-- begin --

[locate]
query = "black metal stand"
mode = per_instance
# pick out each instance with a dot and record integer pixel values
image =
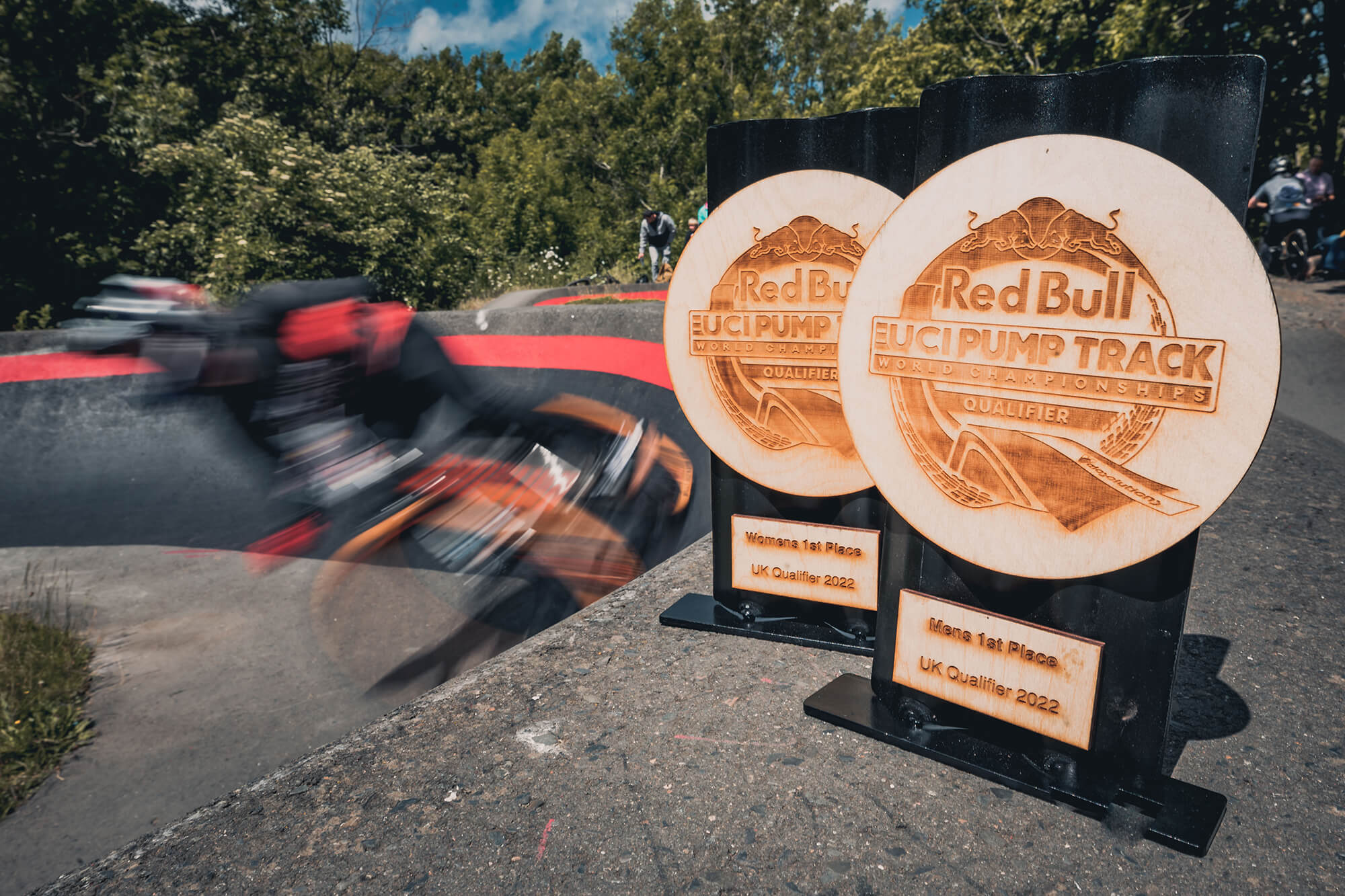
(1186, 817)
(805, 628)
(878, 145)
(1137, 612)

-- end --
-- begin --

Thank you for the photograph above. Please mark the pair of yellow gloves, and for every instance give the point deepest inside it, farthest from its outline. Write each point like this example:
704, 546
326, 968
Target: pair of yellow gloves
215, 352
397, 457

-- end --
-- begin --

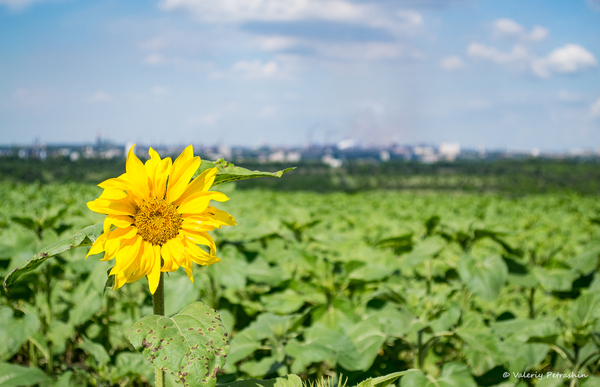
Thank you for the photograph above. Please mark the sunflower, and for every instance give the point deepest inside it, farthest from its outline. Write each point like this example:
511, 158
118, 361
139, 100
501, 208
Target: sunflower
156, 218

-- end --

→ **EXERCISE TASK**
Which lines in the records above contain the string "yellow"? Gather every one of them, treating uppercase and lowercase as different.

→ **ANSWER**
Thank you for the photograph above. Please mark the pair of yellow gloves, and for every instance give the point deepest inside it, farthest from its outline. Write each point like this example:
Target: pair of yellow gloves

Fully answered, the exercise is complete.